* Problem statement *
In the records below, find the line containing "concrete driveway, listing"; give it again exactly, along with every line that follows, and nothing else.

* Data to use *

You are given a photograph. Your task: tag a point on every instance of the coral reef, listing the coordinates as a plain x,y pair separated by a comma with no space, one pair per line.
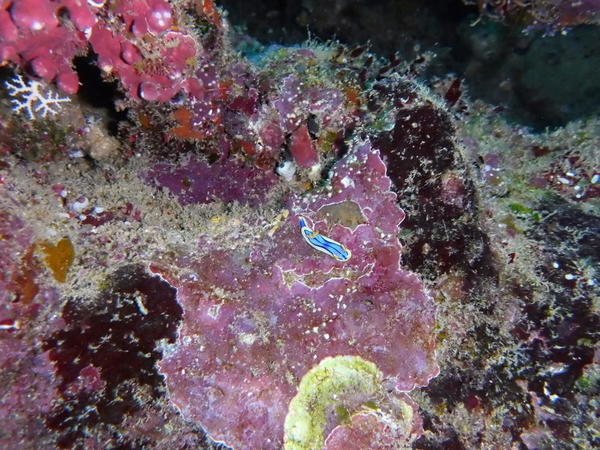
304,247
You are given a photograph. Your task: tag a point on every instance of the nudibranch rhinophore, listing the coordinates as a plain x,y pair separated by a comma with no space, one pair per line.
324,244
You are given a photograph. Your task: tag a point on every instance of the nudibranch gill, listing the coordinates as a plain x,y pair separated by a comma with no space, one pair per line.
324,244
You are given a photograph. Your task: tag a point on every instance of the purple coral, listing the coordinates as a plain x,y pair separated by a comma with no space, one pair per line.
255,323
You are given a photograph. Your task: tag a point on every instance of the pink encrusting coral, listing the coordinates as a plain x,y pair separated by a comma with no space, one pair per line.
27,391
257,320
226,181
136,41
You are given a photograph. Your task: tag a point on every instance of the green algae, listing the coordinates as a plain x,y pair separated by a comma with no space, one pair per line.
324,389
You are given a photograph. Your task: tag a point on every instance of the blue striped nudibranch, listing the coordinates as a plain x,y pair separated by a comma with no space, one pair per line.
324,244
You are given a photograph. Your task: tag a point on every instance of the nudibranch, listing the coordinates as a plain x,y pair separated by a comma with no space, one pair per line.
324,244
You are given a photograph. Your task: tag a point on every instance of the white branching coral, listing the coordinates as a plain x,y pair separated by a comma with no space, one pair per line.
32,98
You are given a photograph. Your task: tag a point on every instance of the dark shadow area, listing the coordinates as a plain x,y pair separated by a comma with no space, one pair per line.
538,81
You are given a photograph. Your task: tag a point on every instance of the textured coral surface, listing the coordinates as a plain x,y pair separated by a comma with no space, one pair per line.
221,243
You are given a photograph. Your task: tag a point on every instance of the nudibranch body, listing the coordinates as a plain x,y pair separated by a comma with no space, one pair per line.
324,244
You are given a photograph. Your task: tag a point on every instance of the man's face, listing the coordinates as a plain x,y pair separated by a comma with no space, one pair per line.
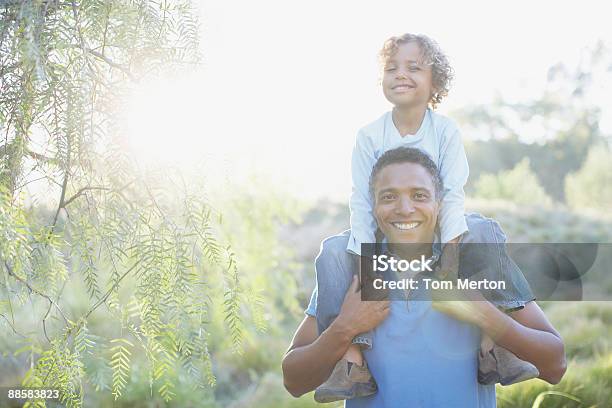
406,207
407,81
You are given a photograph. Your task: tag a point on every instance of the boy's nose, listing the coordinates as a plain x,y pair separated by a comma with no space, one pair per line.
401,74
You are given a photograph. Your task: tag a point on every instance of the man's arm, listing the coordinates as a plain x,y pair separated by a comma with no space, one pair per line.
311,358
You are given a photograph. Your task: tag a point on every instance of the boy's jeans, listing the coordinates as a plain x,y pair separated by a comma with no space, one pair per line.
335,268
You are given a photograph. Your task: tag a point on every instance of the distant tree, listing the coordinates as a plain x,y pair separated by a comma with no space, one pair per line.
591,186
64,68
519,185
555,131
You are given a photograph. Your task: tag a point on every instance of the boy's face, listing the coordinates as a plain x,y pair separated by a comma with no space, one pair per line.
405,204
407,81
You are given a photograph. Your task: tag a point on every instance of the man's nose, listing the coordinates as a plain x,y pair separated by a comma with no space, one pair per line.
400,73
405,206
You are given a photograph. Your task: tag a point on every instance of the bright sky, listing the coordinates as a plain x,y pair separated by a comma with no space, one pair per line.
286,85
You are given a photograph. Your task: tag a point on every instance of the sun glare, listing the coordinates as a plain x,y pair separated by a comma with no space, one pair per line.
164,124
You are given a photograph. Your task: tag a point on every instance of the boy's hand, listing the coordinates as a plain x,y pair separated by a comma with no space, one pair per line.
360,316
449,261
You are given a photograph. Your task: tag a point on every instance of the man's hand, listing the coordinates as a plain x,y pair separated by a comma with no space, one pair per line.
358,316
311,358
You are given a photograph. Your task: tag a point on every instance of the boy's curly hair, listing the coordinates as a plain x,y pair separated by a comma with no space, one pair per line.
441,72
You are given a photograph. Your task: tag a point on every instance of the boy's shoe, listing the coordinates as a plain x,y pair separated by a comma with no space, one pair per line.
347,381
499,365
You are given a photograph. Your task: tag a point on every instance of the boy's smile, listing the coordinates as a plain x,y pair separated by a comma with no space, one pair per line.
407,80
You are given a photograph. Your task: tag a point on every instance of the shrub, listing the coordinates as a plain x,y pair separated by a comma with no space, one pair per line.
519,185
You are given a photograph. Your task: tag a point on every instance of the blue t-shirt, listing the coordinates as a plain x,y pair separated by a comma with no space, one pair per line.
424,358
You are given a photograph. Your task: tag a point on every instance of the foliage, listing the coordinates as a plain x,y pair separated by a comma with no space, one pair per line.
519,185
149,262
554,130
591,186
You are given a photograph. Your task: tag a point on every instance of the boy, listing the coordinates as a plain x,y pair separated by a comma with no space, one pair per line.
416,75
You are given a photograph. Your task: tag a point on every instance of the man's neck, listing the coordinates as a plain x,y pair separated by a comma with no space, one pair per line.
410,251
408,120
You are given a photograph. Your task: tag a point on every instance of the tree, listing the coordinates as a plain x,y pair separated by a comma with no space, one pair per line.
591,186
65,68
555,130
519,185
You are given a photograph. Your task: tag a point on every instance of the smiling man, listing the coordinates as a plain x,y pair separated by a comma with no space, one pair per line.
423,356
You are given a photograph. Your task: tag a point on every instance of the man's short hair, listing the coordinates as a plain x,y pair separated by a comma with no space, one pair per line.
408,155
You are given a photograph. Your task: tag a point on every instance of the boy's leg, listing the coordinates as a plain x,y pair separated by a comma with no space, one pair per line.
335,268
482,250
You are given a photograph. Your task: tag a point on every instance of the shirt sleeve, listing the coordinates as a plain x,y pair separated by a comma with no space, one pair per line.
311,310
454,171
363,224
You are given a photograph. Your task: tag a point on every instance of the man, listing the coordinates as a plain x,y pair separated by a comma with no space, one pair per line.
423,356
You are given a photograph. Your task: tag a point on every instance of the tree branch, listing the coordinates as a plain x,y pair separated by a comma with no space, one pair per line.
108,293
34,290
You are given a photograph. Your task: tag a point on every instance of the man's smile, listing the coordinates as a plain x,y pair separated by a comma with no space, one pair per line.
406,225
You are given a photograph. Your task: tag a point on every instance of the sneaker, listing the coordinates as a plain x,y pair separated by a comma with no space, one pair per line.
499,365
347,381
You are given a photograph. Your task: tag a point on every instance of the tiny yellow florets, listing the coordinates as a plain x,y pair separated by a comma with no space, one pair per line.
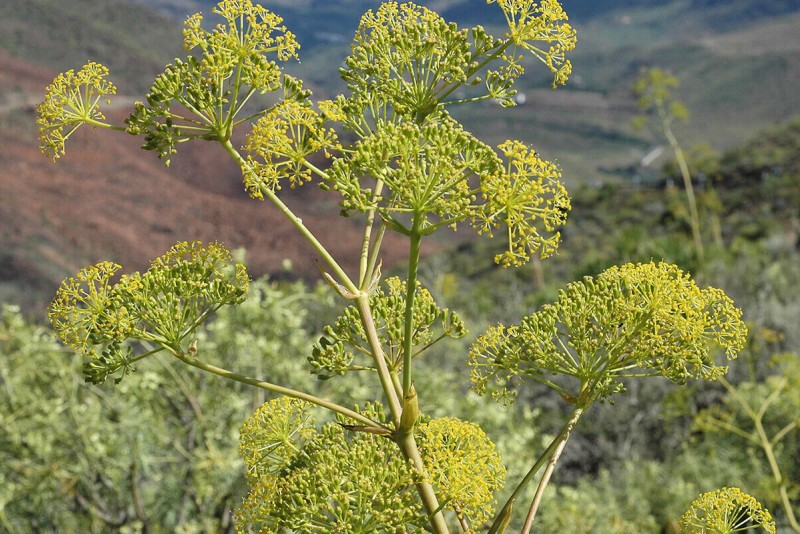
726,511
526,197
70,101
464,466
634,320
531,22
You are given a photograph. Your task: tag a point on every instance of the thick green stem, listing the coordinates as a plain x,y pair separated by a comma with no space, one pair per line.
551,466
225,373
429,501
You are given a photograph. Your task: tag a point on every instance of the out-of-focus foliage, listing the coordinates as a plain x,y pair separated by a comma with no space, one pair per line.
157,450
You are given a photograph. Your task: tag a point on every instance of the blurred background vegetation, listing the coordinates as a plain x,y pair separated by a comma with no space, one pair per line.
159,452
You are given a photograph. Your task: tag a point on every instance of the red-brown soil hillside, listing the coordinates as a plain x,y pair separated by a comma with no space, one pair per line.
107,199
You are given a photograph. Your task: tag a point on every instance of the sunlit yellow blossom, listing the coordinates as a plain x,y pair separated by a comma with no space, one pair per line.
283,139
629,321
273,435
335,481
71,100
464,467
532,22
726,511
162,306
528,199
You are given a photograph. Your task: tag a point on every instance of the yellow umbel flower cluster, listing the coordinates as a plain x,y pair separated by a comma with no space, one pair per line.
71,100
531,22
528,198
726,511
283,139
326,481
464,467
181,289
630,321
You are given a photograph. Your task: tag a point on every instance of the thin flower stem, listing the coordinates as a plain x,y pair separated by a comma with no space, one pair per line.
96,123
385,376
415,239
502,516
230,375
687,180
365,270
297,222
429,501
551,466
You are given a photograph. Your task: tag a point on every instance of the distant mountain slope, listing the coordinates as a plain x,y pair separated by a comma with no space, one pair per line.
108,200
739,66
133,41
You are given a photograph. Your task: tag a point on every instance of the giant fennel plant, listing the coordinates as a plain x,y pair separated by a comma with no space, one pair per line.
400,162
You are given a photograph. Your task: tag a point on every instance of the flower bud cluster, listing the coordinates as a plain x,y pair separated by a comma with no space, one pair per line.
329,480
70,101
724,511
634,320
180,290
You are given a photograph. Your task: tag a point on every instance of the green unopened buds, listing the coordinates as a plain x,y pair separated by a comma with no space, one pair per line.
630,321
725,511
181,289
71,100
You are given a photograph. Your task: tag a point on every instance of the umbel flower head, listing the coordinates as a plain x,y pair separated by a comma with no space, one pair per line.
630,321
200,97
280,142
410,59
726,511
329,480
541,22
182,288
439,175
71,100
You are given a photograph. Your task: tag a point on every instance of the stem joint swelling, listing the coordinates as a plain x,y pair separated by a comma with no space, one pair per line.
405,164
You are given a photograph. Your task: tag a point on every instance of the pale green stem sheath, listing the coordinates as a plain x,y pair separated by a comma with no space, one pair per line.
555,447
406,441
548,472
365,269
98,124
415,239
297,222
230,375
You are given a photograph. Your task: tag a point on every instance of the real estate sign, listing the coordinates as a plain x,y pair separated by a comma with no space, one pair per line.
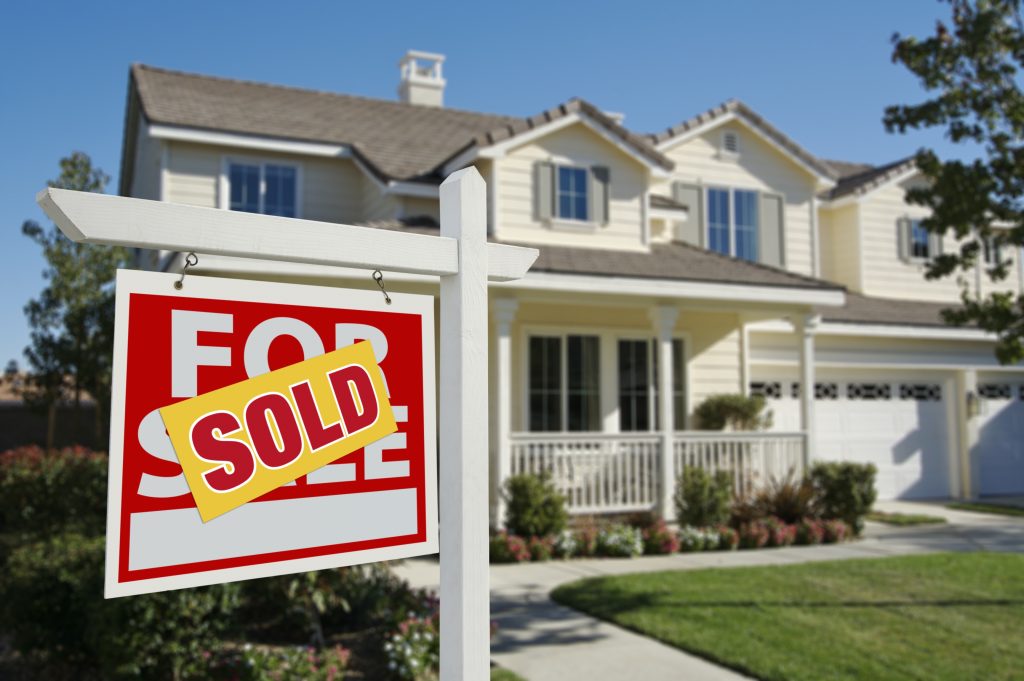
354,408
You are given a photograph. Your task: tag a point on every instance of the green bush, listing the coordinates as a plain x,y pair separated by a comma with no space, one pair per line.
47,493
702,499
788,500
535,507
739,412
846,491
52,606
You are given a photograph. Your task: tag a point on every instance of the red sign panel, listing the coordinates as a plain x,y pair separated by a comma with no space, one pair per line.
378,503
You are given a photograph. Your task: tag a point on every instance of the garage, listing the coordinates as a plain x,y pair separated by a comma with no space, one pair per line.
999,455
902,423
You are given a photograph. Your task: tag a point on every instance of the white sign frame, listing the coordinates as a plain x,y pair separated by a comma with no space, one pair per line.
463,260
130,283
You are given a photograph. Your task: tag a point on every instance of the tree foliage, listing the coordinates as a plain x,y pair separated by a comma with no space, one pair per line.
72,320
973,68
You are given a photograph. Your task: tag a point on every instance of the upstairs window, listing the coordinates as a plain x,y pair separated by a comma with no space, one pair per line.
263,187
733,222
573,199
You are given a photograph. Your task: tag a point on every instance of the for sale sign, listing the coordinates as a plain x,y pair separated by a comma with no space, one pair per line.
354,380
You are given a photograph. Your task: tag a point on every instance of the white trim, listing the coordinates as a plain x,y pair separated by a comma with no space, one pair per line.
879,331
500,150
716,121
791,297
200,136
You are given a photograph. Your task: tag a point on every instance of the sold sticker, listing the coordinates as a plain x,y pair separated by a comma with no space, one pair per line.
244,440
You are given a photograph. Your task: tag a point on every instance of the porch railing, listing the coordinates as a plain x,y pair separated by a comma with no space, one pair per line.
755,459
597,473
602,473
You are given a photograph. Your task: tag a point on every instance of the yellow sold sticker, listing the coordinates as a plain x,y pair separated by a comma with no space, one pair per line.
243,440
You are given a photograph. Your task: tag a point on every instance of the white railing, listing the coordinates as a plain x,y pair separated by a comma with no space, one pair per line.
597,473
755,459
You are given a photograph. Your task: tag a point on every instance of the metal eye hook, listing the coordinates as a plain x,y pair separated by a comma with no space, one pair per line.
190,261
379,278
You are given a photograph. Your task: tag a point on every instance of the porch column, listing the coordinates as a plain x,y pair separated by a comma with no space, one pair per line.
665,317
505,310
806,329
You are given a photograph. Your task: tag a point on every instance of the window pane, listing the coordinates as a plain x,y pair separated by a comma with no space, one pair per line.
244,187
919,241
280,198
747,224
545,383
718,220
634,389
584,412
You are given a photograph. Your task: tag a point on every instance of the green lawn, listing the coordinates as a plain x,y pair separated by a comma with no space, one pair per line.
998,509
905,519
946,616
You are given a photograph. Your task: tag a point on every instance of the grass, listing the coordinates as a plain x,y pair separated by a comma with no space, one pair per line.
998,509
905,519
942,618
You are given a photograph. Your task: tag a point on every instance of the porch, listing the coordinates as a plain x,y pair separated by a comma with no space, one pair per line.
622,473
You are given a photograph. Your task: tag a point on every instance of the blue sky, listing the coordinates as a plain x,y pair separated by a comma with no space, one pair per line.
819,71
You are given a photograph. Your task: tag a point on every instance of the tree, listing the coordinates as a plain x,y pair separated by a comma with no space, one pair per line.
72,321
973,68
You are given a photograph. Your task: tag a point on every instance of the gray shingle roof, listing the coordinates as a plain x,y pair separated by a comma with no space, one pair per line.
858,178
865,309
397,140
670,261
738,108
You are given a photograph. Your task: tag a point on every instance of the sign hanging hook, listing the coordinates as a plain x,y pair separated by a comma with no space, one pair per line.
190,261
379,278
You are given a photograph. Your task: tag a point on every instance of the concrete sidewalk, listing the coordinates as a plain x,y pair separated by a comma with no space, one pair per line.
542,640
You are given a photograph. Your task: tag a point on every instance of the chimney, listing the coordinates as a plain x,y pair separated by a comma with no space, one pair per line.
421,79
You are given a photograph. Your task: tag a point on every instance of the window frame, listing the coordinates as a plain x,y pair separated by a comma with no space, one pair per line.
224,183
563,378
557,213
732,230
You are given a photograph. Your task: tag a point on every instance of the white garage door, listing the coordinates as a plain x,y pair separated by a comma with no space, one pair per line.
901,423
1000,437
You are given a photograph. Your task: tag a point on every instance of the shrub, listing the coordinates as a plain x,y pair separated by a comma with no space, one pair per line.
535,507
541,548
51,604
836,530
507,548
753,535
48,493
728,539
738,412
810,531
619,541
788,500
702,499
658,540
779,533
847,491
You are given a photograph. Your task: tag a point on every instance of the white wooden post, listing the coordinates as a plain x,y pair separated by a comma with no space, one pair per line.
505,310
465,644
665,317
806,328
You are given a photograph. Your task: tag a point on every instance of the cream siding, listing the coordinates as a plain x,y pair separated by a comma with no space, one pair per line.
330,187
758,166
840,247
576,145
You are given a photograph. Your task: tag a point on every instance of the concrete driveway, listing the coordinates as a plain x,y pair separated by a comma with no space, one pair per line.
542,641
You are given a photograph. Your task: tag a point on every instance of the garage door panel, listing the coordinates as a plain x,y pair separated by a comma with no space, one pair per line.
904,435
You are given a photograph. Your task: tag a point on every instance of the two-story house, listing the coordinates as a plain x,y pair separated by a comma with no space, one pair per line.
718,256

* Answer to this problem *
You are given a photograph. Your task: tag a point on every instance of the concrete driveway, listing the coordinates as a plain x,y pair separated by a comma with no space, one pair per line.
542,641
You are given a photograph. Your task: tag a point on every instance of the garage door panel, listing the coordinates as a plain x,y pair separated by a comma with no space, one pair per line.
904,435
You are given a photograph. Your task: tag a point on every instance of the two-story house, listing the coordinates as a plain x,y pair separated by a comma with no space, one pair per line.
718,256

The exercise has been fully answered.